◆ Passage to read
** begin **

9. Sea Surface Temperatures are running low near southern Alaska, and portions of Alaska are coming off one of their coldest summers on record. Will this affect ice during the coming winter?

It is possible that this year there could be an earlier freeze-up and more ice off of southern Alaska in the Bering Sea due to the colder temperatures. But again, this represents short-term variability and says nothing about long-term climate change. I would also note that in the Bering Sea winds often control the location of the ice edge more than temperature. Winds blowing from the north will push the ice edge southward and result in more ice cover. Winds blowing from the south will push the edge northward and result in less total ice.

10. As a result of being bombarded by disaster stories from the press and politicians, it often becomes difficult to filter out the serious science from organisations like NSIDC. In your own words, what does the public need to know about the Arctic and its future?

I agree that the media and politicians sometimes sensationalize stories on global warming. At NSIDC we stick to the science and report our near-real-time analyses as accurately as possible. Scientists at NSIDC, like the rest of the scientific community, publish our research results in peer-reviewed science journals.

There is no doubt that the Arctic is undergoing dramatic change. Sea ice is declining rapidly, Greenland is experience greater melt, snow is melting earlier, glaciers are receding, permafrost is thawing, flora and fauna are migrating northward. The traditional knowledge of native peoples, passed down through generations, is no longer valid. Coastal regions once protected by the sea ice cover are now being eroded by pounding surf from storms whipped up over the ice-free ocean. These dramatic changes are Arctic-wide and are a harbinger of what is to come in the rest of the world. Such wide-ranging change cannot be explained through natural processes. There is a clear human fingerprint, through greenhouse gas emissions, on the changing climate of the Arctic.

Changes in the Arctic will impact the rest of the world. Because the Arctic is largely ice-covered year-round, it acts as a “refrigerator” for the earth, keeping the Arctic and the rest of the earth cooler than it would be without ice. The contrast between the cold Arctic and the warmer lower latitudes plays an important role in the direction and strength of winds and currents. These in turn affect weather patterns. Removing summer sea ice in the Arctic will alter these patterns. How exactly they will change is still an unresolved question, but the impacts will be felt well beyond the Arctic.

** end **

◆ Supplied material
** begin **

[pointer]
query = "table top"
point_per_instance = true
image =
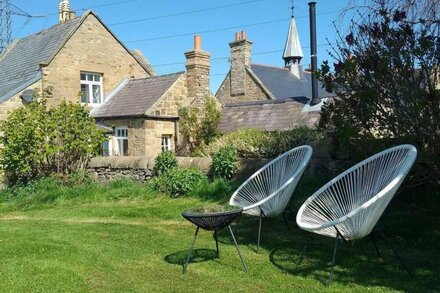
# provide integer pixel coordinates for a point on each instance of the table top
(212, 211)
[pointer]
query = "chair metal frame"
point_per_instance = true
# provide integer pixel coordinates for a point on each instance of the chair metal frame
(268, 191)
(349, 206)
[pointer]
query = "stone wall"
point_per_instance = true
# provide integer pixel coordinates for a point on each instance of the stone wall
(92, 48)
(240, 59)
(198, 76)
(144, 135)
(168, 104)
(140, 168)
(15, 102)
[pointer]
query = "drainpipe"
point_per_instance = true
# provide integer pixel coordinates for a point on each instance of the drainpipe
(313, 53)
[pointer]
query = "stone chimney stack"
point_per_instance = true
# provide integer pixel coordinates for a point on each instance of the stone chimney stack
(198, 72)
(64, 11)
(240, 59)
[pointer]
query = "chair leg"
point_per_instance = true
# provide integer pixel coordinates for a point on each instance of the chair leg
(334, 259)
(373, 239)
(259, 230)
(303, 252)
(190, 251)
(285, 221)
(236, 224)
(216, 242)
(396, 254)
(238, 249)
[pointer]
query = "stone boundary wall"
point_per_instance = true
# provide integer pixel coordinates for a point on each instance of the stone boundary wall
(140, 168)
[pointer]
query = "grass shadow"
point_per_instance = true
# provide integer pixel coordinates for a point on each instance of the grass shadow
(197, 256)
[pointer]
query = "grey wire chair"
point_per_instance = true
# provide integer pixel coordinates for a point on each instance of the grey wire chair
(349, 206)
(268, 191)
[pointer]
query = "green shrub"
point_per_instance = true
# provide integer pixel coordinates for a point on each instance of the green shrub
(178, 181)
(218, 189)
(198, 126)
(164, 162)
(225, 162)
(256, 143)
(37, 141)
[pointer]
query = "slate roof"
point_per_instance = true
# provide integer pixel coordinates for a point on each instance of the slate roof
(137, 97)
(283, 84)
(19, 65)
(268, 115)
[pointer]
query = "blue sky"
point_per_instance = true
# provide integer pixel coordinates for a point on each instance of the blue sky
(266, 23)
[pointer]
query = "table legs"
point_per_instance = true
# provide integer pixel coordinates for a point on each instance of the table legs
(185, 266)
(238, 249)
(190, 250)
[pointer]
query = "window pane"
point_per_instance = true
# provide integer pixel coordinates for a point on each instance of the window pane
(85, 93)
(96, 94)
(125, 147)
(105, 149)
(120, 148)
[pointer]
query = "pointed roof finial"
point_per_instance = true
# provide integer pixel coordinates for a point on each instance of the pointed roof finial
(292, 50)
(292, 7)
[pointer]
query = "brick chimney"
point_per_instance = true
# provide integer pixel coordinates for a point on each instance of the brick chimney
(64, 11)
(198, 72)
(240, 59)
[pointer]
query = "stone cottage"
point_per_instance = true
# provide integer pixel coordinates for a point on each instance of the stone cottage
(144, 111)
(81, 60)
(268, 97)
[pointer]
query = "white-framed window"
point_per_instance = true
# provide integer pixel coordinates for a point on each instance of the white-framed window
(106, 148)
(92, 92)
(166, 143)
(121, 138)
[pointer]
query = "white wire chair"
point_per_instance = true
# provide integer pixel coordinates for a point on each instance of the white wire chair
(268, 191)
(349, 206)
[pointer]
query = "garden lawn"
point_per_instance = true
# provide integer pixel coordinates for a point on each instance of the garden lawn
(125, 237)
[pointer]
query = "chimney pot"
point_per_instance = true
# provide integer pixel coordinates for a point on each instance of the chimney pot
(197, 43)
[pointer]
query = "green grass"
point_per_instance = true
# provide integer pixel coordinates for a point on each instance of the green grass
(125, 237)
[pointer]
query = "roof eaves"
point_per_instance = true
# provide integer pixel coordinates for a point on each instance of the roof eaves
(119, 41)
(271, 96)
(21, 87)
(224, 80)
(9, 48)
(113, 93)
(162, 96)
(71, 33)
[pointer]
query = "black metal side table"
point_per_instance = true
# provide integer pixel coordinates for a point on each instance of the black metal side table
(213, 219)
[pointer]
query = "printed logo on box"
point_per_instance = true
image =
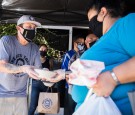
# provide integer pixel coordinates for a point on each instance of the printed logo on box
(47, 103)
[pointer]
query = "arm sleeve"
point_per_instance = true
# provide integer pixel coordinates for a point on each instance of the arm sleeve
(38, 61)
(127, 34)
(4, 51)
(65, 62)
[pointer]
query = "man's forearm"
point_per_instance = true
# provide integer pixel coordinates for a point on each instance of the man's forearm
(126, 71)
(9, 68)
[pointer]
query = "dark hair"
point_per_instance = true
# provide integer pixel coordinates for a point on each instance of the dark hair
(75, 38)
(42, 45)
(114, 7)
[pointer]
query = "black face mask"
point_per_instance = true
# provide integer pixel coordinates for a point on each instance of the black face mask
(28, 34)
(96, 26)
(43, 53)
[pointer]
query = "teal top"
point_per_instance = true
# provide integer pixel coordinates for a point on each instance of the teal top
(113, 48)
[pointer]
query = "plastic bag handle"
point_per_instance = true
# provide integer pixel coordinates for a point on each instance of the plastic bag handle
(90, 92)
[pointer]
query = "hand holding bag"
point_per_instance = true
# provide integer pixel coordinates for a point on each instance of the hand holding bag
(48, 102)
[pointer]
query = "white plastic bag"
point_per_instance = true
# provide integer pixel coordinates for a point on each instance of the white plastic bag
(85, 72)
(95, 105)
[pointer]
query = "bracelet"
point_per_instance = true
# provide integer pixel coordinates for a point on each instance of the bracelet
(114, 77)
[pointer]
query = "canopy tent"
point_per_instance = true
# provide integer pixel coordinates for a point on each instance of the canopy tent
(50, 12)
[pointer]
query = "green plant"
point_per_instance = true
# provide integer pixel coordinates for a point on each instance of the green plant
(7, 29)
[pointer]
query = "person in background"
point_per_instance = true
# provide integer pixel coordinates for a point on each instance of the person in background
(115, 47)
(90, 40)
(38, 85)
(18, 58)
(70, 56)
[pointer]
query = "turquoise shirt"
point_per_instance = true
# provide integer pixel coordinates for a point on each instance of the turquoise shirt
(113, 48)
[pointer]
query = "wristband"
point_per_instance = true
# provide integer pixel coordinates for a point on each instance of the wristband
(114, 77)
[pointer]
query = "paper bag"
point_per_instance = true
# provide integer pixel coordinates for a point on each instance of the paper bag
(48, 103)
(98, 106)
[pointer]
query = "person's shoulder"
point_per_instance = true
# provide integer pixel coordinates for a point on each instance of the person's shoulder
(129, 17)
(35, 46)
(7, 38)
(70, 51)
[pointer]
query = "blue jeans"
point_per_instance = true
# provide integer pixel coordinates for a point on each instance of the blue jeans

** end **

◆ Work instructions
1. Based on the Arctic interview, say whether each statement agrees with it: (a) In the Bering Sea, winds blowing from the south lead to more ice cover. (b) NSIDC scientists publish their research results in peer-reviewed science journals. (c) The ice-covered Arctic keeps the rest of the earth warmer than it would be without ice. For each, answer yes or no and quote the deciding words.
2. Collect every line of the records that includes the string "drainpipe".

◆ Solutions to the tasks
1.
(a) No: "Winds blowing from the south will push the edge northward and result in less total ice."
(b) Yes: "Scientists at NSIDC, like the rest of the scientific community, publish our research results in peer-reviewed science journals."
(c) No: "keeping the Arctic and the rest of the earth cooler than it would be without ice."

2.
query = "drainpipe"
# provide integer pixel coordinates for a point on each instance of the drainpipe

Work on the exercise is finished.